Written problem: Quote, word for word, only the lines running from the line with "the guitar string" through the end of the listing. Leave out the pictures.

[Pointing records]
* * * * * * *
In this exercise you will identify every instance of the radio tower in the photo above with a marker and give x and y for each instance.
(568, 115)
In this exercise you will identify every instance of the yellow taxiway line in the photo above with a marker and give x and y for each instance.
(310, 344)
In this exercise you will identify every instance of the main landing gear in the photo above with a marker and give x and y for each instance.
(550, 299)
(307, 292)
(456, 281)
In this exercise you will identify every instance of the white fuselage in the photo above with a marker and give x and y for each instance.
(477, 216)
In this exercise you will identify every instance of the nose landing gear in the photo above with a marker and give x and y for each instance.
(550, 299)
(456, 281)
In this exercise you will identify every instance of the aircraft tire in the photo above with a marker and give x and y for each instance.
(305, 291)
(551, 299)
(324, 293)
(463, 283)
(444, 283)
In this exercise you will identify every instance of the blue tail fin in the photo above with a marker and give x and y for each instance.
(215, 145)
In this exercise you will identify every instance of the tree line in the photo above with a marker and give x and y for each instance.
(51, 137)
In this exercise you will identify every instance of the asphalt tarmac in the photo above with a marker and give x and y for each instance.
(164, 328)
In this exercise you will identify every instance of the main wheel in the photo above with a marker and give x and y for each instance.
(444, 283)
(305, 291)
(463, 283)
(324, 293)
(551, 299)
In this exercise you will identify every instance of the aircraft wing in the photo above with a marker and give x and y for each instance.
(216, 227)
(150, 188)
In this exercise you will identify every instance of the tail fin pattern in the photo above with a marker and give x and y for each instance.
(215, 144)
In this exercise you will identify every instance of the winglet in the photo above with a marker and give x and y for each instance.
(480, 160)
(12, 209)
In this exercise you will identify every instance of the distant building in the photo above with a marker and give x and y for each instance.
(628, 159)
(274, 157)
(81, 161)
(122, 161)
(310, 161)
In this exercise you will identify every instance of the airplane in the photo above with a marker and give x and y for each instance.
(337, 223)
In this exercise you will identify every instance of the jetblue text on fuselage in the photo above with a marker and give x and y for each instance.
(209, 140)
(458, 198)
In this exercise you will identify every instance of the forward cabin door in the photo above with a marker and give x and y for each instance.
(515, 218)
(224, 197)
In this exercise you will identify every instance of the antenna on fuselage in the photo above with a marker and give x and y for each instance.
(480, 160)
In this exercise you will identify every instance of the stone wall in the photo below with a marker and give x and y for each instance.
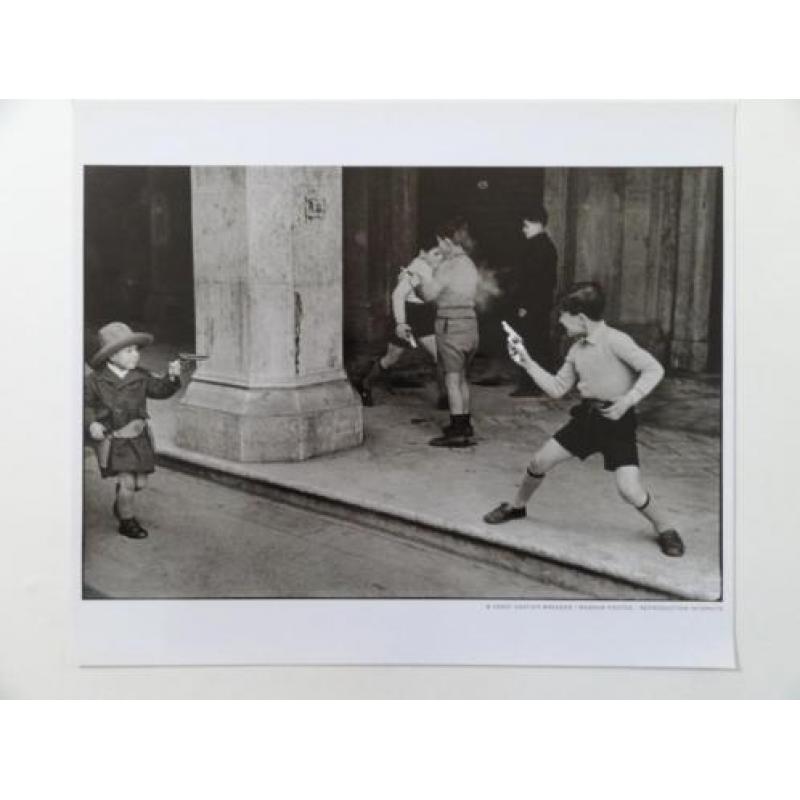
(648, 236)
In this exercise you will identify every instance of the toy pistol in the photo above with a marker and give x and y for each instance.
(510, 332)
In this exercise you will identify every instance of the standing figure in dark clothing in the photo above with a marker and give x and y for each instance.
(533, 296)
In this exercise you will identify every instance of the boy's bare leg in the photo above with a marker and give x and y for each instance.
(429, 343)
(547, 457)
(452, 381)
(629, 484)
(127, 486)
(391, 357)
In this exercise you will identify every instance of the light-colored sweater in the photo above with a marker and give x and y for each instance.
(606, 365)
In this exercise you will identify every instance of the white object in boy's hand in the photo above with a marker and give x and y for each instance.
(512, 335)
(420, 269)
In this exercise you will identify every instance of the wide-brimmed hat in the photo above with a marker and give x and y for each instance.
(114, 337)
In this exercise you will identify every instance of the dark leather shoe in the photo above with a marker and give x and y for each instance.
(455, 430)
(671, 543)
(365, 393)
(524, 391)
(503, 513)
(132, 529)
(452, 439)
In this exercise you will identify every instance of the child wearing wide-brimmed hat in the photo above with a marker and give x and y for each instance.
(115, 415)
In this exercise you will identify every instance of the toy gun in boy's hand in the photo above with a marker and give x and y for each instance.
(516, 347)
(512, 335)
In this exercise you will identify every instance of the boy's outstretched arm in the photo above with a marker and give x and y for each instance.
(553, 385)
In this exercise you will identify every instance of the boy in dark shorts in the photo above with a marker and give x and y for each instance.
(412, 324)
(612, 374)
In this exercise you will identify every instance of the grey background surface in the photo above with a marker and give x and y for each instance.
(36, 625)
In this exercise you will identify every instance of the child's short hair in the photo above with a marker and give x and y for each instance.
(535, 213)
(586, 297)
(448, 228)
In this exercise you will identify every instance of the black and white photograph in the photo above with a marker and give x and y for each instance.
(338, 383)
(402, 382)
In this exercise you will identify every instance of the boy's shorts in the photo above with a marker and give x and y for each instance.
(590, 432)
(456, 342)
(421, 318)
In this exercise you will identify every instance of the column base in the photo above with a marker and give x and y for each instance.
(281, 424)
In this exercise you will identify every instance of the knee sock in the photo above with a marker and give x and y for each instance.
(654, 515)
(530, 483)
(459, 422)
(374, 372)
(125, 502)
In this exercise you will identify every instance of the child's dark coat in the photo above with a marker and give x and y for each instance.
(114, 402)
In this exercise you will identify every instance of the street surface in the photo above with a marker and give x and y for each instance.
(211, 541)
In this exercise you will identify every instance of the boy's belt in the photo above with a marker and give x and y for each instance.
(136, 427)
(592, 403)
(130, 431)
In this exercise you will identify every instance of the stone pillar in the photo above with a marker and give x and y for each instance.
(268, 295)
(689, 346)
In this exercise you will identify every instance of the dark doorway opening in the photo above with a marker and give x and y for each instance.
(137, 248)
(715, 310)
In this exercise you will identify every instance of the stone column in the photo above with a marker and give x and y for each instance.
(694, 269)
(268, 295)
(556, 199)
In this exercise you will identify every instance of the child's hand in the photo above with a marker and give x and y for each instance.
(420, 268)
(617, 409)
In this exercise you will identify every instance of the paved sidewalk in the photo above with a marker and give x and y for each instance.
(576, 518)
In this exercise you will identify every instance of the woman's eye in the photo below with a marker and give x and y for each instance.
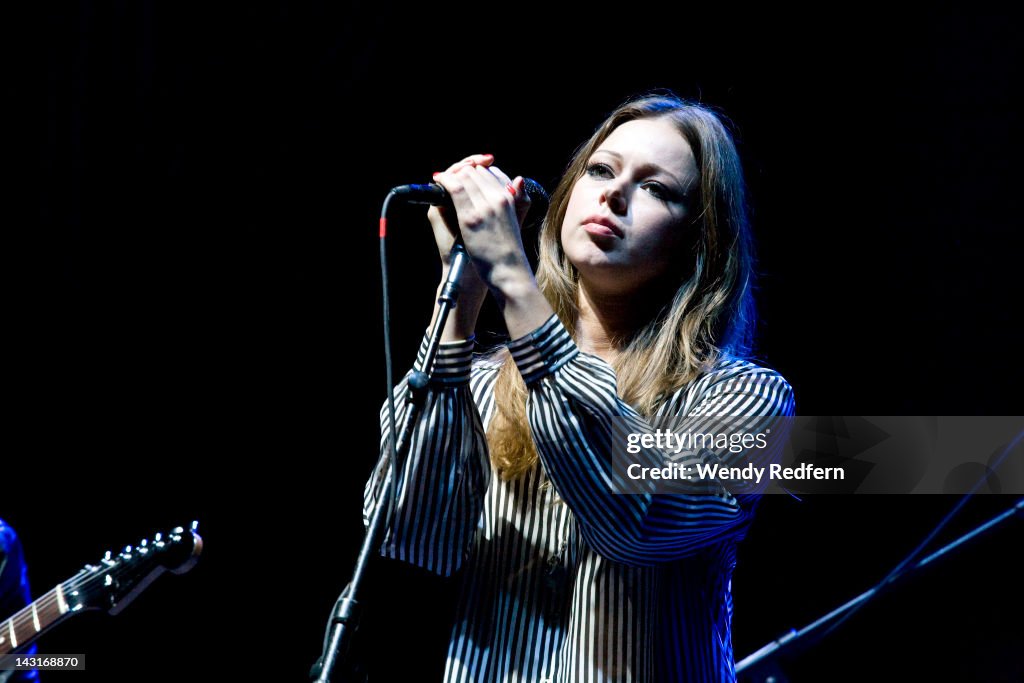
(657, 190)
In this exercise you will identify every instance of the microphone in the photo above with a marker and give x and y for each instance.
(435, 195)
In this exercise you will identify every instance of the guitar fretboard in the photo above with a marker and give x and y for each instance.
(23, 628)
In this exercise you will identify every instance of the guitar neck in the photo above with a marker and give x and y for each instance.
(22, 629)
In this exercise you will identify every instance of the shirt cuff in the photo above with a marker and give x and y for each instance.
(544, 350)
(453, 363)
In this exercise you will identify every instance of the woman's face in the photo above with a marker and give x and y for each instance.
(627, 217)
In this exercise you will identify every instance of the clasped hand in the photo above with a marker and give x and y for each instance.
(489, 211)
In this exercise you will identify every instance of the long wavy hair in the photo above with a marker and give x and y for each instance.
(709, 313)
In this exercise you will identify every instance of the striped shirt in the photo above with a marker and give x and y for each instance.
(561, 579)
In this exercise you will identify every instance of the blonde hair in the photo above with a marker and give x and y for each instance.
(711, 311)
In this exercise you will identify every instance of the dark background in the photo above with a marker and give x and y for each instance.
(193, 305)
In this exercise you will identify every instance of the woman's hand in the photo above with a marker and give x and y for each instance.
(491, 209)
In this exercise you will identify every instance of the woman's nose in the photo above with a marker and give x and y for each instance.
(613, 195)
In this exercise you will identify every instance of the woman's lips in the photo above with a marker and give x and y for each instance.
(601, 226)
(599, 230)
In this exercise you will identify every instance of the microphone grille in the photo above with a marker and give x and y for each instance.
(539, 201)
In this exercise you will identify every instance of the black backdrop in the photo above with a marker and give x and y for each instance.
(193, 310)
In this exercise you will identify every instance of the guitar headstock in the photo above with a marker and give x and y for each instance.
(119, 578)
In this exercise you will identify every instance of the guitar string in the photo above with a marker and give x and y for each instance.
(45, 602)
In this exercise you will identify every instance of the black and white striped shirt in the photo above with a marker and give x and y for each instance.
(562, 580)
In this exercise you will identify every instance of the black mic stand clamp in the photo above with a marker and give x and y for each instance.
(344, 621)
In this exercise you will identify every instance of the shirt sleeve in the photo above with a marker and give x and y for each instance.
(571, 408)
(442, 479)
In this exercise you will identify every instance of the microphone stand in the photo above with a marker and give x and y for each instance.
(345, 619)
(768, 672)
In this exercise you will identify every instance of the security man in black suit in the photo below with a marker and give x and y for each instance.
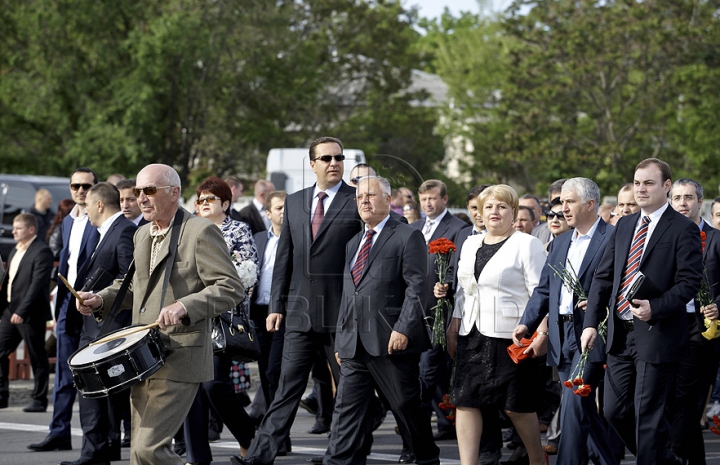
(646, 337)
(100, 417)
(306, 288)
(25, 305)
* * * * * * *
Result of this task:
In this exercise you will identify every instance of the guitar string in the photo above with a marker and give x and y for each instance.
(45, 602)
In this exercise you will identify every instance of the black and white striped shirt in the photo above with a marker and give x and y for each instance.
(562, 580)
In this exercise you will identify every instance of the black mic stand clamp in the photo above with a marker and give x and y for each instance.
(344, 621)
In this exercise you will identify every instance of the shirt sleeve in the photo above with a marker and give x and y for each instance.
(571, 408)
(442, 479)
In this exercise you will identify every instance of the microphone stand in the photo above with a marker and give x and y for each instance.
(345, 619)
(768, 672)
In this exercise you will identify every instance of the security man in black suit in the photo below with a marker and give x and y for each instance.
(646, 337)
(100, 417)
(306, 288)
(25, 305)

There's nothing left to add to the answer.